Summary and Key Points: In 1997, the United States quietly paid a former Soviet republic tens of millions of dollars to buy an entire fighter regiment — not to fly it, but to keep it away from Iran, and to take it apart. The Moldova deal is remembered as one of the Pentagon’s cleanest nonproliferation coups, and in one sense it was: the intelligence haul shaped American weapons for a decade. But the full story runs stranger than the legend, taking in a rationale Moscow disputed the same week, a defense minister who went to prison for signing it, and six fighter jets that no one on Earth would ever buy.
America’s Very Own MiG-29 Fighters
The 1997 Moldova purchase is remembered as the Pentagon’s cleanest bargain: 21 Soviet fighters bought out from under Iran and flown to Ohio in pieces. The bargain was real, and the intelligence harvest shaped American weapons for a decade.
But the full ledger runs stranger than the legend. Moscow disputed the nuclear rationale the week it was announced, the six jets the deal left behind never sold and still sit in Moldova, and the defense minister, whom Washington publicly thanked, spent two years in a Moldovan prison for signing. One of the 21 stands outside an Ohio intelligence center today with a hornet’s nest growing in its nose.

• _Directions_
**1.** Reproduce the Moldova MiG-29 article from "Summary and Key" to "harvest shaped American weapons for a decade.", swapping "Pentagon" for "Defense Department".
**2.** Write the next part of the Moldova MiG-29 article, picking up after its last sentence.
The dataset records are not needed for this work.

(Dataset records)
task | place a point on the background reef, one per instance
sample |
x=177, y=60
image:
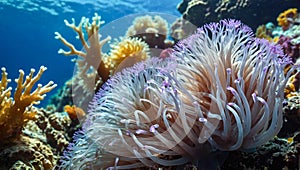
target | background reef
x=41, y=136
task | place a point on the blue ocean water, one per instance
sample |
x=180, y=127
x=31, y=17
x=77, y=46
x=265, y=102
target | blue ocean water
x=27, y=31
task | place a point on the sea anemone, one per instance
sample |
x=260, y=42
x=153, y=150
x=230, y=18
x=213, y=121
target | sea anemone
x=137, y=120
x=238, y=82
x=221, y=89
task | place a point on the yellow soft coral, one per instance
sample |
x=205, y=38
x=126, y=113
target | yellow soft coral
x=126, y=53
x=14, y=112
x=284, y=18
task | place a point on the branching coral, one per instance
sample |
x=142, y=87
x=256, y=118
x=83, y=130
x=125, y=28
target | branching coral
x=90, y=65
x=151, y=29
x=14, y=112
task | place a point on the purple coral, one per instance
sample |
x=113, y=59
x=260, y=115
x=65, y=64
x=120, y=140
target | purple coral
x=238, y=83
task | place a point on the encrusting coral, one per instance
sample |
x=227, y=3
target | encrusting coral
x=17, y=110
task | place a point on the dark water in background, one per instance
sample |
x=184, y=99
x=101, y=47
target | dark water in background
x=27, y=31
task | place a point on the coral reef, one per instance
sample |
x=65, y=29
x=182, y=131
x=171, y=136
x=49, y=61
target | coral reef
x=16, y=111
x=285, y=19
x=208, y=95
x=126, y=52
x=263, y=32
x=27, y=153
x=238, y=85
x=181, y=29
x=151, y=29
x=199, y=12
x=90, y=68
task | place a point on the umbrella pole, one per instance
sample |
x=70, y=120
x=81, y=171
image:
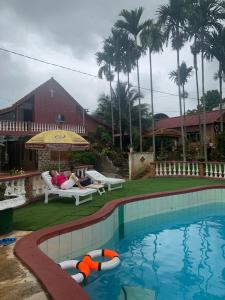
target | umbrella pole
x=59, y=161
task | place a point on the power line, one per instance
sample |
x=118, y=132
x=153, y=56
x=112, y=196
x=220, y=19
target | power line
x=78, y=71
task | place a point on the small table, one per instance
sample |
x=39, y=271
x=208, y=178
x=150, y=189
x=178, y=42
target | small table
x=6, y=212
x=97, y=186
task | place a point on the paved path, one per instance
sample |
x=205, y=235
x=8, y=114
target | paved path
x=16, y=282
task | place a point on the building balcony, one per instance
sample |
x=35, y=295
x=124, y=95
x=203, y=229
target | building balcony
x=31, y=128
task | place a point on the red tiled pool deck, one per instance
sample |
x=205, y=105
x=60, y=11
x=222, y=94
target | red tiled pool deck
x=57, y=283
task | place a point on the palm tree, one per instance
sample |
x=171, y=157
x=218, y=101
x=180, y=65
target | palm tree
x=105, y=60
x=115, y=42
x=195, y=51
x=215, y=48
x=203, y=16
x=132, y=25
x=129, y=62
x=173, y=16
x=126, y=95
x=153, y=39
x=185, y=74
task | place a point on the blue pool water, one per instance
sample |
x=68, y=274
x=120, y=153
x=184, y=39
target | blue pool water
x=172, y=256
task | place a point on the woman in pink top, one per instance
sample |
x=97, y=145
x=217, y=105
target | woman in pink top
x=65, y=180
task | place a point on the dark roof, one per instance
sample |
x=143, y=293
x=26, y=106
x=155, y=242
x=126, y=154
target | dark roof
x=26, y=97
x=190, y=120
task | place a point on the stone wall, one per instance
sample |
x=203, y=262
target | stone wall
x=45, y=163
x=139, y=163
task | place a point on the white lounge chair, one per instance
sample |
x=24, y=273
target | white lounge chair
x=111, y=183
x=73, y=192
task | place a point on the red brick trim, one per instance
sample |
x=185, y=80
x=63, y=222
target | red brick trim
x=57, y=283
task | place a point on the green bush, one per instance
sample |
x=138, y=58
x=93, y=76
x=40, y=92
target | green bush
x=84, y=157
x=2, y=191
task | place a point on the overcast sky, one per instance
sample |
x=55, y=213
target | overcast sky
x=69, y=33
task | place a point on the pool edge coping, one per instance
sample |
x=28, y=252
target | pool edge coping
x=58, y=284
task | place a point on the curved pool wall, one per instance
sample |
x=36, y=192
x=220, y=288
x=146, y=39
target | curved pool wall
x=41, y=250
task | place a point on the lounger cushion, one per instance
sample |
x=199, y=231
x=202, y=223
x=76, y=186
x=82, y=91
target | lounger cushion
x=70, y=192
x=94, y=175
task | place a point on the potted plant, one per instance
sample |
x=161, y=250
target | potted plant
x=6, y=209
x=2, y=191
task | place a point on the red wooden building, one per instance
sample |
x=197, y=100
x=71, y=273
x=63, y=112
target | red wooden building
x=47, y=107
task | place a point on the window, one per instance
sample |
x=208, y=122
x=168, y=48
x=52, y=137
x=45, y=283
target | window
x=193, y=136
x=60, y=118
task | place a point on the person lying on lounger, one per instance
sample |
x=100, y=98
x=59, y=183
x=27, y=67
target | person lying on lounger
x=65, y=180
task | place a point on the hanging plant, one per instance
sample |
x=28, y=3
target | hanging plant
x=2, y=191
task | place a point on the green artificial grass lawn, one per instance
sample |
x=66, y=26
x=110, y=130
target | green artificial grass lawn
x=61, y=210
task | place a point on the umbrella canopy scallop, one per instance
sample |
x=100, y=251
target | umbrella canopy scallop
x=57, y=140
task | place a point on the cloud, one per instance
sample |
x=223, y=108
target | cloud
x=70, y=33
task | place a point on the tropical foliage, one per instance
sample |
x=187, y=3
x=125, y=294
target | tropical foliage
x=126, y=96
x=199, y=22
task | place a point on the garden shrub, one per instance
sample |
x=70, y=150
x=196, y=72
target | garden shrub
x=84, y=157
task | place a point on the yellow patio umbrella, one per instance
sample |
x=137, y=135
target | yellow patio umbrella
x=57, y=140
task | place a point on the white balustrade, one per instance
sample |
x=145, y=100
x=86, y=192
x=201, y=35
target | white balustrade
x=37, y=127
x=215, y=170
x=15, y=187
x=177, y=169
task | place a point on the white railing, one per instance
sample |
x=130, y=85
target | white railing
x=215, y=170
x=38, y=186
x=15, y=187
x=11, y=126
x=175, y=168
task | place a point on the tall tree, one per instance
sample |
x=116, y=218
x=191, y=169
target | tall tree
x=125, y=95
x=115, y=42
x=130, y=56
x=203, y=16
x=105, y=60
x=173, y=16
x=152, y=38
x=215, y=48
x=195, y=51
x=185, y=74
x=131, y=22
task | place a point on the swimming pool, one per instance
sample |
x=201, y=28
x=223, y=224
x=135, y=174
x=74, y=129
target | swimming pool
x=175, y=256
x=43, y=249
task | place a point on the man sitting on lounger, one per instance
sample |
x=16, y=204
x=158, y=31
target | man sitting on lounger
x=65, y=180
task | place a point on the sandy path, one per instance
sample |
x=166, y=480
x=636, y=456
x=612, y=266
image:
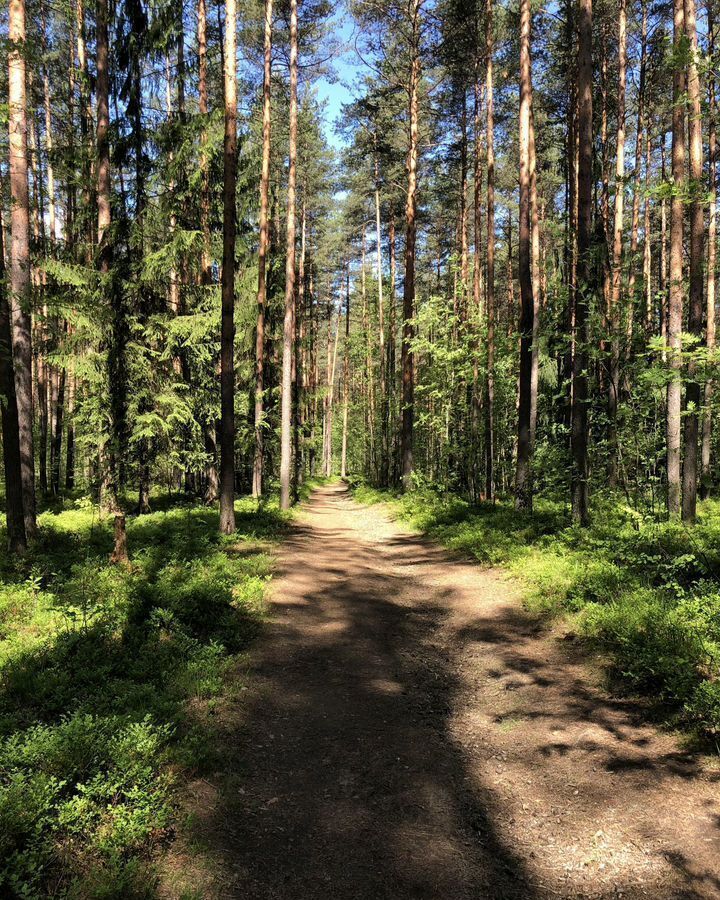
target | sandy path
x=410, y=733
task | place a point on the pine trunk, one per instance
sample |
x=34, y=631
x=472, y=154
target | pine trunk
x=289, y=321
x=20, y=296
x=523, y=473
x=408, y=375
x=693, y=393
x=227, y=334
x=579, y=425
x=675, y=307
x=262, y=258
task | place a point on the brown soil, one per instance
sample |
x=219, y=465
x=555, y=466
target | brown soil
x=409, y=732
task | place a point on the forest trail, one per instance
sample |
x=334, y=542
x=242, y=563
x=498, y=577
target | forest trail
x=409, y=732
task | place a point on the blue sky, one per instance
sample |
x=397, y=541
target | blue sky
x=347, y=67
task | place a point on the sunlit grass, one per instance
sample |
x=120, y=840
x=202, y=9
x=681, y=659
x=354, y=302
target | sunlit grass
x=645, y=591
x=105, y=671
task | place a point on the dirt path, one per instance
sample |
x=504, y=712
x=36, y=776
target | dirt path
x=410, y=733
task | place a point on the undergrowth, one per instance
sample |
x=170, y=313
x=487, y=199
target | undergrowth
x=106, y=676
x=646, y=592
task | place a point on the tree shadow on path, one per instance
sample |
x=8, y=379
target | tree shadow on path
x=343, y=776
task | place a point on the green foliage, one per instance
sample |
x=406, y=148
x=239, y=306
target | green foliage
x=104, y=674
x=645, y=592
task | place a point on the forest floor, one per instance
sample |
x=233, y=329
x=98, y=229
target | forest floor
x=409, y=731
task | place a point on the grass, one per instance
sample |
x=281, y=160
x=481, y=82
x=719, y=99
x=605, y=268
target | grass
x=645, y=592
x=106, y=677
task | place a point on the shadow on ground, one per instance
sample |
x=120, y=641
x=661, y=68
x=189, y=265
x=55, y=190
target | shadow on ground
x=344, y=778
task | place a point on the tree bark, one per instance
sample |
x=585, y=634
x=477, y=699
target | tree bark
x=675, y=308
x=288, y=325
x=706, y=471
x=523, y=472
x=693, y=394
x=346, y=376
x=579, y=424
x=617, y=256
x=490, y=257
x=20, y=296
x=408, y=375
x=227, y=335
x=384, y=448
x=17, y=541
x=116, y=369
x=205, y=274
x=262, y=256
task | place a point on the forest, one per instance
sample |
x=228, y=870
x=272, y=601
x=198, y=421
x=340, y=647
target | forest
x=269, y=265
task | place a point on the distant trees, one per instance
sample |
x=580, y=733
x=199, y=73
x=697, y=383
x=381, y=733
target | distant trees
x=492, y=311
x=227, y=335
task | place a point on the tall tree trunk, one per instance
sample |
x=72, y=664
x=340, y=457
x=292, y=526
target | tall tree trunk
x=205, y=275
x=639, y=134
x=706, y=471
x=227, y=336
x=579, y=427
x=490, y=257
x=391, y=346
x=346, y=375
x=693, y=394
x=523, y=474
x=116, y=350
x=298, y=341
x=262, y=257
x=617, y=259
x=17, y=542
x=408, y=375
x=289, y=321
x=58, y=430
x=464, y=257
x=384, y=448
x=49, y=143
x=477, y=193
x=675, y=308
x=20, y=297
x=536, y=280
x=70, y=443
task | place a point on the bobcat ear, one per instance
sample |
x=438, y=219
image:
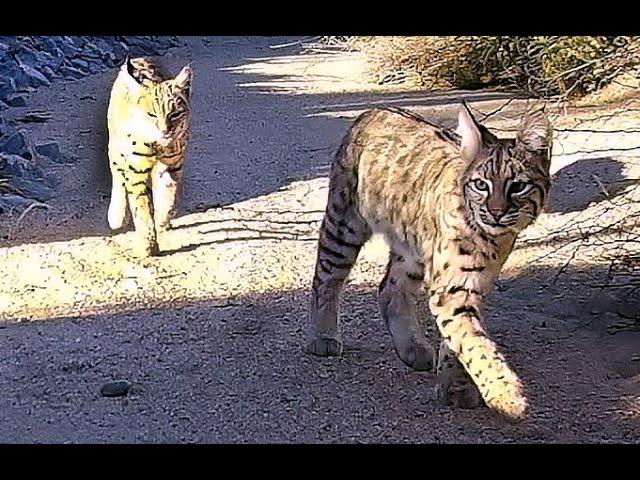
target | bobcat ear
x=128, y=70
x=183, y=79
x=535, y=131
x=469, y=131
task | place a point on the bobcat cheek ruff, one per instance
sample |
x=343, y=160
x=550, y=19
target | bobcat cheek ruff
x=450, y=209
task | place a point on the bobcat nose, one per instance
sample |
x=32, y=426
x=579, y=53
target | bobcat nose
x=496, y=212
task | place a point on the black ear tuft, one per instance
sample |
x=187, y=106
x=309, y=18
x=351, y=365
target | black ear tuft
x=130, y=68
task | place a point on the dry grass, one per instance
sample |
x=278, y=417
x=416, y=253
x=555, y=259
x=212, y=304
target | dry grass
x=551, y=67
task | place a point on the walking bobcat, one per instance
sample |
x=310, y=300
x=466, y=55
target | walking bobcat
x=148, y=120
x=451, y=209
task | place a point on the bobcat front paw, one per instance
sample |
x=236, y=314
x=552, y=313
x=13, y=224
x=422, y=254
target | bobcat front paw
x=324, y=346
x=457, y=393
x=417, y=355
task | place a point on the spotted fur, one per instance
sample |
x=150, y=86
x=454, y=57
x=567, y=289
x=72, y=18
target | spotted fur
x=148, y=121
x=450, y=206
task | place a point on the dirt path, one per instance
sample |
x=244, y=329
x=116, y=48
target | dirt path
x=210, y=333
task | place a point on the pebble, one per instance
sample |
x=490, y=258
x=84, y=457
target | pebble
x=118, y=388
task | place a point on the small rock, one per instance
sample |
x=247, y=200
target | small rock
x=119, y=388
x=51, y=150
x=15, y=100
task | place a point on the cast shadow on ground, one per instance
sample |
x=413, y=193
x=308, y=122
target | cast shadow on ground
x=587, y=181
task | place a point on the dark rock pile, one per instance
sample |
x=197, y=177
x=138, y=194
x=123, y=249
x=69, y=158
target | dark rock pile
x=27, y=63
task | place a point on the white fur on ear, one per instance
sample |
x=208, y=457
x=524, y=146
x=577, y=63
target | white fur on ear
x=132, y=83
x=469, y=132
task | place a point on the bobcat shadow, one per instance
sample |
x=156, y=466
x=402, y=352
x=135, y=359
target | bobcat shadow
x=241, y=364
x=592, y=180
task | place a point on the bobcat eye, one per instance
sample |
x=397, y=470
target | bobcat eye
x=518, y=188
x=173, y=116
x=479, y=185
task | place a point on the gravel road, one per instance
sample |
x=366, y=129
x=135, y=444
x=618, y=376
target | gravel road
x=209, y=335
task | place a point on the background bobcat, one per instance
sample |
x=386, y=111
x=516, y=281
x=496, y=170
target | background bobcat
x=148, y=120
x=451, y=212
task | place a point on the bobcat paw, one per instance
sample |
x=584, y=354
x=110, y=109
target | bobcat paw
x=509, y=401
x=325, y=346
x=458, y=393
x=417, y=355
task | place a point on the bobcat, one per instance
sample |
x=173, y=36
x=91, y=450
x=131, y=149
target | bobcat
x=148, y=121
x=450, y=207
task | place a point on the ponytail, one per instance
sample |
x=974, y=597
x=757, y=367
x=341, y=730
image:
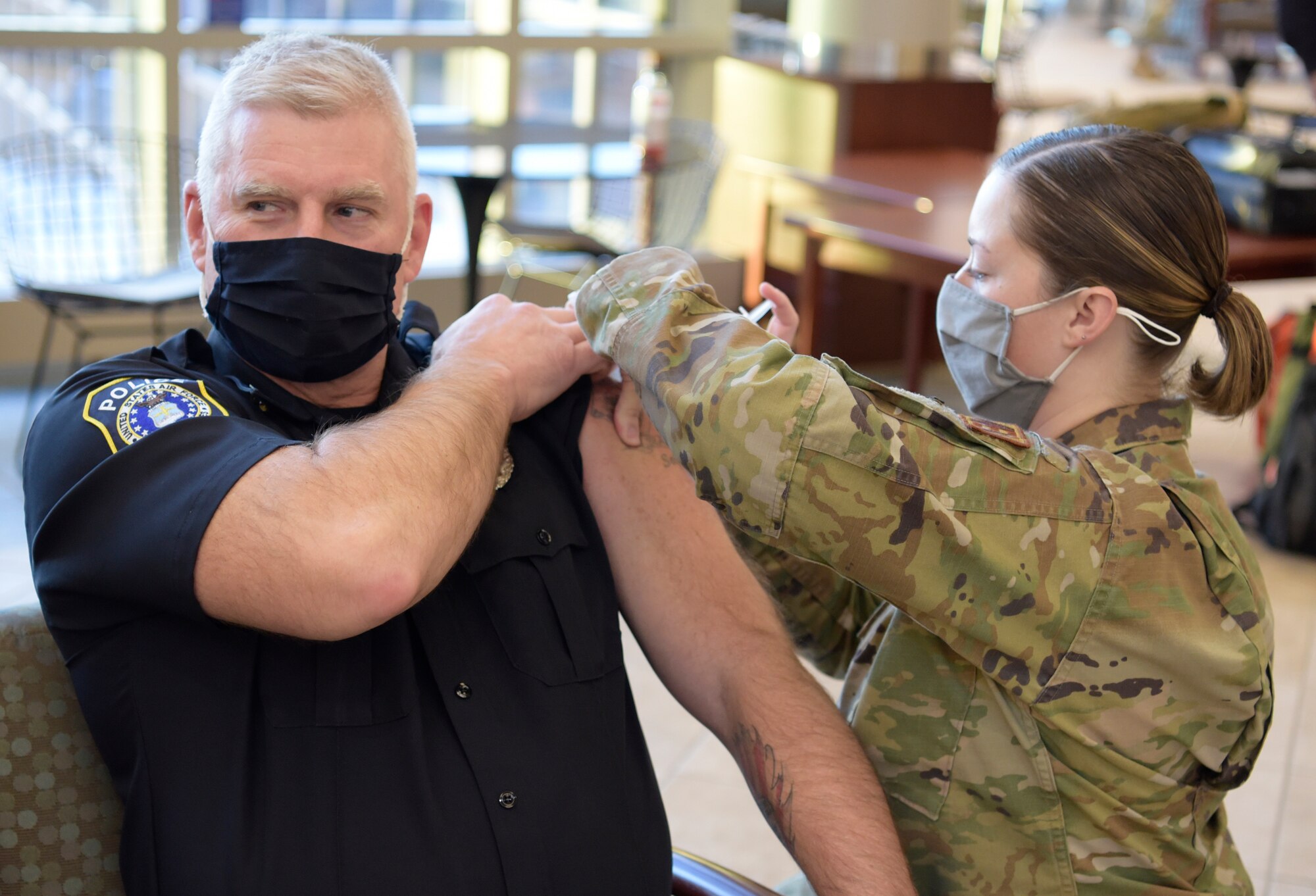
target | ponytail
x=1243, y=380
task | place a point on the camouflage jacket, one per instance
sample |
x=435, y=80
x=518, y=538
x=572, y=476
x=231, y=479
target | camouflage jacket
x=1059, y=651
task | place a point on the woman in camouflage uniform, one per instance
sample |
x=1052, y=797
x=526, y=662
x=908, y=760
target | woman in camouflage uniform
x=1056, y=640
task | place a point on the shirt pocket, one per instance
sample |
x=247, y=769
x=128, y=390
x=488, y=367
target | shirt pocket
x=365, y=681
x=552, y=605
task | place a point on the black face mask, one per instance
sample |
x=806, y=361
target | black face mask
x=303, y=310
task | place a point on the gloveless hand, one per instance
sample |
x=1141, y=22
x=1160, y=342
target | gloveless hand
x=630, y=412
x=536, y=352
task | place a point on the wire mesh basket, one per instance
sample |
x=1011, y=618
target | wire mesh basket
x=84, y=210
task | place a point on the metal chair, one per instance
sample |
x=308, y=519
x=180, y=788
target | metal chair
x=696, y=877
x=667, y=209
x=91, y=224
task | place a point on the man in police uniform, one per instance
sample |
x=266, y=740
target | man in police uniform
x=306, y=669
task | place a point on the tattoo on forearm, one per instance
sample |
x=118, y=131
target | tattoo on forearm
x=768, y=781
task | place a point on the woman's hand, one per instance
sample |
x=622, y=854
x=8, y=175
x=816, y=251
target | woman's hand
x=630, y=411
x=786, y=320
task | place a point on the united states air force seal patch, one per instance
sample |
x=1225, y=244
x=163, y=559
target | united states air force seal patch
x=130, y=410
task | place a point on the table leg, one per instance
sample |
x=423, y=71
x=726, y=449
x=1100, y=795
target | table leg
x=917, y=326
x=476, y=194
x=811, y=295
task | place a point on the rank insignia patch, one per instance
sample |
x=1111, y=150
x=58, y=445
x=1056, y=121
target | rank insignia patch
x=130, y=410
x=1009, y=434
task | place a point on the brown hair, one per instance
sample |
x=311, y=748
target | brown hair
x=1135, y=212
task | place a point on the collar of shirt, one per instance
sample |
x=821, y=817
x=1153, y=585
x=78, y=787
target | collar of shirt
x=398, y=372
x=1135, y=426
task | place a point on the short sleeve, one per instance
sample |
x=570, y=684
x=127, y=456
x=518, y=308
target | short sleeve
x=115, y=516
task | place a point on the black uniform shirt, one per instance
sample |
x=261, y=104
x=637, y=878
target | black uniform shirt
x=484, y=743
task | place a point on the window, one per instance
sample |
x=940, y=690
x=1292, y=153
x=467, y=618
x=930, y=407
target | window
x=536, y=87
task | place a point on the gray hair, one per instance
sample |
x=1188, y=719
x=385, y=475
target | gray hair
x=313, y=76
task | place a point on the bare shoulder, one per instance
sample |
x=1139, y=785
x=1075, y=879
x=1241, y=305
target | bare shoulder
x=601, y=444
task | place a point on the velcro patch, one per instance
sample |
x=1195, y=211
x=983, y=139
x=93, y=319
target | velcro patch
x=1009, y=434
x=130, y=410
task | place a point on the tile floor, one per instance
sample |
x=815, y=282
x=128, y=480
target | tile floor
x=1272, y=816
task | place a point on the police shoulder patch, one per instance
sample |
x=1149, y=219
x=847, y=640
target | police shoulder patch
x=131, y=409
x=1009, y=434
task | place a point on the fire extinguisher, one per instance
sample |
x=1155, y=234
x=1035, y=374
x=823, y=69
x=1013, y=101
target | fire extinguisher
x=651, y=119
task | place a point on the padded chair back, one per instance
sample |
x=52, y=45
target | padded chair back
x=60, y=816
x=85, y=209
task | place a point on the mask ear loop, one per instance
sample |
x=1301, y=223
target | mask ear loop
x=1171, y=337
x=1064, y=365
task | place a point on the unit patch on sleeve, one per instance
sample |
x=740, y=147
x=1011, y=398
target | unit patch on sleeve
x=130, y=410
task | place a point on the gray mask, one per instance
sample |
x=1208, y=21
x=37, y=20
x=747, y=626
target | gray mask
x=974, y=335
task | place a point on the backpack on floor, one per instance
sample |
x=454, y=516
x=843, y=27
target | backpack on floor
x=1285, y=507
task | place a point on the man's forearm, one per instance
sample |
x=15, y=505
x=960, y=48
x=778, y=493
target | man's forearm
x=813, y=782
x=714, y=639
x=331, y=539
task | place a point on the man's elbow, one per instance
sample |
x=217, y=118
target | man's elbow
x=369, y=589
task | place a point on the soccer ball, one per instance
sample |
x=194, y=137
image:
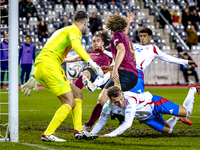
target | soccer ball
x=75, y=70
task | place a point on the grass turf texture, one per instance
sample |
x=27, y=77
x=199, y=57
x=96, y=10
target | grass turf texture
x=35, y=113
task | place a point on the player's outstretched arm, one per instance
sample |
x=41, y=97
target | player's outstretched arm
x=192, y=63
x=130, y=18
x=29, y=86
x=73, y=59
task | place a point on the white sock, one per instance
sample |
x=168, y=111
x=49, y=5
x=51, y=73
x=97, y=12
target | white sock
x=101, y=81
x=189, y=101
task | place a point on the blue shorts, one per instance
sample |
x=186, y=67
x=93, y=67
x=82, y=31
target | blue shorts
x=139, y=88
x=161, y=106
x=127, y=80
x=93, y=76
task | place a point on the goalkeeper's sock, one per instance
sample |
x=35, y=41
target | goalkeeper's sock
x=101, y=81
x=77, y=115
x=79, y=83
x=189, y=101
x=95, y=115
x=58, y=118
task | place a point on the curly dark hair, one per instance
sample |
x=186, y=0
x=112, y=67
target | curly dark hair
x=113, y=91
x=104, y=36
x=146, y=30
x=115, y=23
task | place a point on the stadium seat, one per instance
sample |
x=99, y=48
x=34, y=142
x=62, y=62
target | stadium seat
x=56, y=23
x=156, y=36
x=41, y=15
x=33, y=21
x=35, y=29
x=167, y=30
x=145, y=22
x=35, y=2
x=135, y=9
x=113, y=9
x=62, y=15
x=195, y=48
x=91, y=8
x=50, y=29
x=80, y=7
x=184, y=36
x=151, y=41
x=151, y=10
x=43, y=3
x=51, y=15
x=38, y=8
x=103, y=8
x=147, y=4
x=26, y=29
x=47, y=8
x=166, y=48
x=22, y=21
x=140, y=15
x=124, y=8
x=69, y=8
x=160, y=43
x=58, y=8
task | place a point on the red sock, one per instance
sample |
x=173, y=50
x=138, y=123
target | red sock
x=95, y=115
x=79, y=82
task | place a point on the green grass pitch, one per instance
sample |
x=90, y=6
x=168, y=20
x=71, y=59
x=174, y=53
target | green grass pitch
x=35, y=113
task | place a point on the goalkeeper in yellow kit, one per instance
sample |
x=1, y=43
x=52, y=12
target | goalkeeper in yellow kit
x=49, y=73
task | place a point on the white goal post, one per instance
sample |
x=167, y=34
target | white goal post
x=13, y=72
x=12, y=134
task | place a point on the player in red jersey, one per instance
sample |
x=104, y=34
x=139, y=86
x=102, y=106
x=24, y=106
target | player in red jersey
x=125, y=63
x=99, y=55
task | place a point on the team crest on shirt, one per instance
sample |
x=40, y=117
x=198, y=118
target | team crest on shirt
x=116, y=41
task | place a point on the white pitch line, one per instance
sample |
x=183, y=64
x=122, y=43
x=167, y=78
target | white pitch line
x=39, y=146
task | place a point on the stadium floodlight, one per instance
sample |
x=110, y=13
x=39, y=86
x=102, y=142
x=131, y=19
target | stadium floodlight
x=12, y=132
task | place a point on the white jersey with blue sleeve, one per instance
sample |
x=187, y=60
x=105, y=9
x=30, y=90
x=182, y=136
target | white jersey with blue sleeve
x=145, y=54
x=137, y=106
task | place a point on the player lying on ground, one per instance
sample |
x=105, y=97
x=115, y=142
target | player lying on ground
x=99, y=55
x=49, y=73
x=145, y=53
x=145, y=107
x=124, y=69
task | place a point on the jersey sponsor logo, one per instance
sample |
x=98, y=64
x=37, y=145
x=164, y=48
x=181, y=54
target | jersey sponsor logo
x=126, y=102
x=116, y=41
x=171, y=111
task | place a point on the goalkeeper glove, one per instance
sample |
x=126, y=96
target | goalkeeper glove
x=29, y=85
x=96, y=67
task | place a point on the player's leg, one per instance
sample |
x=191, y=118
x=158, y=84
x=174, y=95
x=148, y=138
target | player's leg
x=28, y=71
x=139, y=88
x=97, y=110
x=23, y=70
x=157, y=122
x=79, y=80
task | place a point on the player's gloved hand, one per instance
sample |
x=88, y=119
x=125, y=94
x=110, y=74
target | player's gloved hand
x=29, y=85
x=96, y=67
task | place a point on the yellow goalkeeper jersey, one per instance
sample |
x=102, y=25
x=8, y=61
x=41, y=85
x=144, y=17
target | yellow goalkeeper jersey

• _Expected results_
**1.**
Summary and Key Points: In 1997, the United States quietly paid a former Soviet republic tens of millions of dollars to buy an entire fighter regiment — not to fly it, but to keep it away from Iran, and to take it apart. The Moldova deal is remembered as one of the Defense Department’s cleanest nonproliferation coups, and in one sense it was: the intelligence haul shaped American weapons for a decade. But the full story runs stranger than the legend, taking in a rationale Moscow disputed the same week, a defense minister who went to prison for signing it, and six fighter jets that no one on Earth would ever buy.
America’s Very Own MiG-29 Fighters
The 1997 Moldova purchase is remembered as the Defense Department’s cleanest bargain: 21 Soviet fighters bought out from under Iran and flown to Ohio in pieces. The bargain was real, and the intelligence harvest shaped American weapons for a decade.

**2.**
MiG-29 fighter jet. Image Credit: Creative Commons.
In late October 1997, US Air Force C-17s shuttled between Mărculești air base in Moldova and Wright-Patterson Air Force Base in Ohio, hauling the partially disassembled pieces of an entire MiG-29 fleet the Pentagon had just purchased with Cooperative Threat Reduction money. The Defense Department, the State Department, and a 40-man Air Force recovery team executed the deal; Moldova cashed the check; Iran lost its shopping trip.
That is the version every retelling carries, and it is true. It is also the beginning of four other stories, about a disputed rationale, an intelligence windfall, a prosecution, and a row of jets nobody would ever buy, and those four stories are where the deal’s real history lives.
How Moldova Ended Up Selling the Pentagon a Fighter Regiment
Moldova never asked for an air force of frontline Soviet fighters. It inherited one in April 1992, when the 86th Guards Fighter Aviation Regiment at Mărculești passed to the new republic, and nearly all of its pilots departed for Russia. The fleet’s entire combat history amounts to one mission: two MiG-29s sent against a Dniester River bridge during the Transnistria conflict in June 1992, none of the bombs hitting it. A dozen jets were loaned to Yemen’s 1994 civil war, with accounts splitting on how many ever came back. By 1996, Moldova had put 27 surviving Fulcrums up for sale, few of them airworthy, and the Air Force captain who later led the American recovery team recalled that Moldovan aircrews and maintainers had gone unpaid for six months.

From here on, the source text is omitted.